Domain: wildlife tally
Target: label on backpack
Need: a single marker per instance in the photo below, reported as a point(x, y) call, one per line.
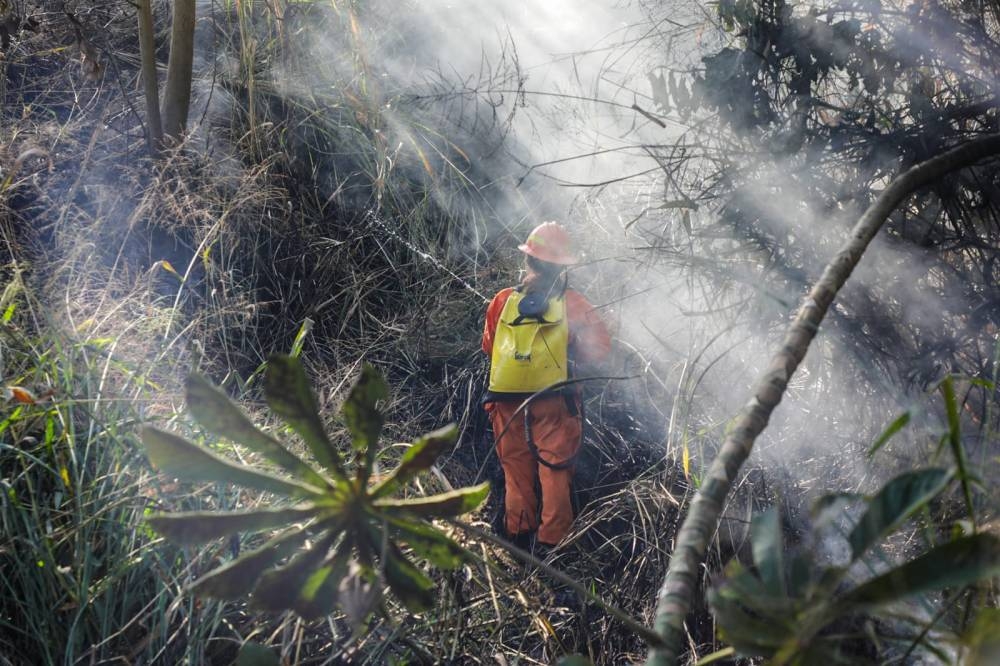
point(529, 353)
┄┄┄┄┄┄
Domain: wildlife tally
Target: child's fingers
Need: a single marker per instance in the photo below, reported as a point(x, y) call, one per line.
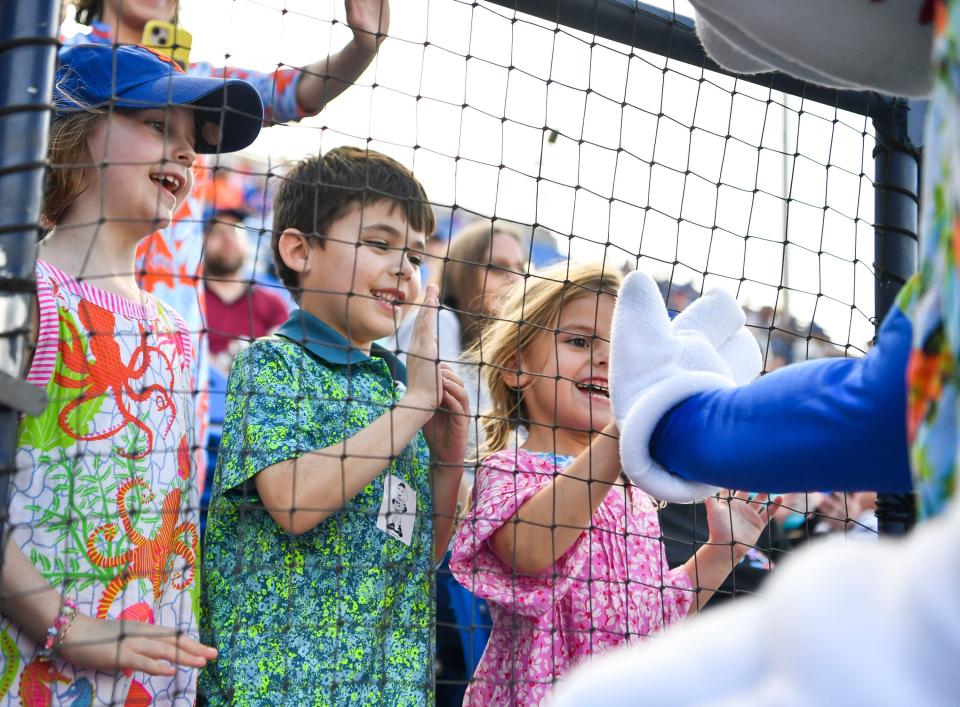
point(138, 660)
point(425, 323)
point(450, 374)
┄┄┄┄┄┄
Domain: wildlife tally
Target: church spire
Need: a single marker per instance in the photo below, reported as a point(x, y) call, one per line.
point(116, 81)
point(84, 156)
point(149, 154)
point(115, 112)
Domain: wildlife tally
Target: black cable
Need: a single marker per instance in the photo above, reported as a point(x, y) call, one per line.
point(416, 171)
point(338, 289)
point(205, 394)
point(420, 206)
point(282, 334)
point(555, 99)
┄┄┄┄┄┄
- _EXERCISE_:
Extract each line of the data above that contains the string "Target".

- _THE RESULT_:
Target: label on backpack
Target: child's fingers
Target: church spire
Target: black cable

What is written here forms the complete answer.